▸ SELECTED EXTRACT:
────────────────────
The report, released Thursday at the United Nations in New York, found that the problems are worsened by poverty and dozens of other variables, including stigma, architectural barriers, lack of legal protection, the cost of devices and assistance, and the lack of knowledge by others (especially health professionals) about how to interact with disabled people.
“The message is that we cannot continue to discriminate against or ignore the needs of such a large proportion of the world’s population,” said Etienne Krug, the Belgian physician and epidemiologist at WHO who led the study.
The document, 350 pages long, is the first by WHO analyzing data about disability around the world and is WHO’s first major health report to be available in Braille, Krug said. There is also a version for people with mental retardation consisting largely of pictures and captions.
The project took four years and involved 360 researchers around the world, many of them disabled. Together, they sought out and analyzed hundreds of censuses, epidemiological surveys and scientific articles but did not do any primary research of their own.
The problem of disability is likely to get substantially worse unless governments acknowledge it, they say. Two huge trends are contributing to its growth.
One is wealth.
In low- and middle-income countries, 66.5 percent of all years lived with disability are the consequence of “non-communicable diseases,” including heart disease, stroke, mental illness, emphysema and cancer. That number is seven times the percentage of disabilities attributable to infectious diseases — measles, whooping cough, pneumonia, meningitis, AIDS.
But as incomes rise in once-poor countries, and hundreds of millions of people start working in offices, eating hamburgers, smoking, having no unavoidable physical exertion and getting fat, the spectrum of disability includes impairments caused by being overweight, diabetes, arthritis, inactivity, atherosclerosis and chronic lung disease.
The other huge trend is age.
Everywhere, disability is associated with growing older. Disability is especially high in people in their 80s, the “age cohort” growing fastest in the world.
The subject is of interest to the World Bank, which provides loans and grants to many of the world’s poorer countries. It views educational “mainstreaming” laws, curb cuts, wheelchair lifts on buses and prohibitions against discrimination in hiring as relatively easy measures in the effort to make societies fairer and more prosperous.
“Disability impairs the ability of people to function as workers, as mothers and as fathers,” said Tamar Manuelyan Atinc, the World Bank’s vice president for human development.
────────────────────
▸ ABOUT THIS EXERCISE:
Reproduce the passage on the world disability report word for word, beginning at "One is wealth." and ending after "trend is age.".

▸ GIVEN DATA:
────────────────────
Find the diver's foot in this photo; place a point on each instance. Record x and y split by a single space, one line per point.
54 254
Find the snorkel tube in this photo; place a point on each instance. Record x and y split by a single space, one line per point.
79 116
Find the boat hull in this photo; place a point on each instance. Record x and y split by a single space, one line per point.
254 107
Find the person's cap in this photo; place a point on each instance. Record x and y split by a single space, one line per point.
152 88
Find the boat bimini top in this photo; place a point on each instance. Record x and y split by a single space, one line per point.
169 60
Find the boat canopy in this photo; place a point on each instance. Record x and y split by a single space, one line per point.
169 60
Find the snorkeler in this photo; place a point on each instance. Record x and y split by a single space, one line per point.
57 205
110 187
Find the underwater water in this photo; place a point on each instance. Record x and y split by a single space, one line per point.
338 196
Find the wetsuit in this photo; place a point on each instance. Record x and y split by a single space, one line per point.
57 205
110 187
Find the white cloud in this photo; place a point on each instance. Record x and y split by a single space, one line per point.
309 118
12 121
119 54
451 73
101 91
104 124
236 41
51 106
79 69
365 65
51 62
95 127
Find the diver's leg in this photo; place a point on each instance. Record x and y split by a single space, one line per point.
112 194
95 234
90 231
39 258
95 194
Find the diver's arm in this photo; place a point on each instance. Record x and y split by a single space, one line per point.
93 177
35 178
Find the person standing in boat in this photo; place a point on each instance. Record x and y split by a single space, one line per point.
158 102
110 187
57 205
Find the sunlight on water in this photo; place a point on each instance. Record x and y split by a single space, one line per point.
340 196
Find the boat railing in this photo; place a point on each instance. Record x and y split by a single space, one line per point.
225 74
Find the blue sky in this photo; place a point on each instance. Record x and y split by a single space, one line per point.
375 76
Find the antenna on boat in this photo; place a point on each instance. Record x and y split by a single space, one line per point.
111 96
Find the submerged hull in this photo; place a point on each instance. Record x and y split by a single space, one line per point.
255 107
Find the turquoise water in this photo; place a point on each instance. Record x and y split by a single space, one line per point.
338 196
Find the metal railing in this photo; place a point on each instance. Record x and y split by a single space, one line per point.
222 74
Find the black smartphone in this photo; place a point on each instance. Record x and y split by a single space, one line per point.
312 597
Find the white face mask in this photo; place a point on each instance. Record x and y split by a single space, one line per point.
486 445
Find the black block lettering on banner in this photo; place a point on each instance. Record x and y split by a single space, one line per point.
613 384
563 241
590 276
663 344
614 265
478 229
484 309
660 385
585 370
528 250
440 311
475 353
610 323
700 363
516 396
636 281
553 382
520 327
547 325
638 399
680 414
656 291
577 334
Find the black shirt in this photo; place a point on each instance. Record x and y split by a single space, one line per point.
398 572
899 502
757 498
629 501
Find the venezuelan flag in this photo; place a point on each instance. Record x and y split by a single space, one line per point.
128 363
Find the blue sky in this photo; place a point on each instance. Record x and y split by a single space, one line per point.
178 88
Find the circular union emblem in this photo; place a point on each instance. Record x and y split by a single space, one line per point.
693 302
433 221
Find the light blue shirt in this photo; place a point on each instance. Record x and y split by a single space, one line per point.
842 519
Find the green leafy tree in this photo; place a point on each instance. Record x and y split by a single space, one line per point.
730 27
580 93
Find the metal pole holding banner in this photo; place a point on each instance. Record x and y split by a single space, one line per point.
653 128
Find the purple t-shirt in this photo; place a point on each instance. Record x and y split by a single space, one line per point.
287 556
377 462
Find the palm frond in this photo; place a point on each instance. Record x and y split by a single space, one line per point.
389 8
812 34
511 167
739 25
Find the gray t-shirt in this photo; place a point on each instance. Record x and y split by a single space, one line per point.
────────────────────
▸ RESULT FOR THIS EXERCISE:
One is wealth.
In low- and middle-income countries, 66.5 percent of all years lived with disability are the consequence of “non-communicable diseases,” including heart disease, stroke, mental illness, emphysema and cancer. That number is seven times the percentage of disabilities attributable to infectious diseases — measles, whooping cough, pneumonia, meningitis, AIDS.
But as incomes rise in once-poor countries, and hundreds of millions of people start working in offices, eating hamburgers, smoking, having no unavoidable physical exertion and getting fat, the spectrum of disability includes impairments caused by being overweight, diabetes, arthritis, inactivity, atherosclerosis and chronic lung disease.
The other huge trend is age.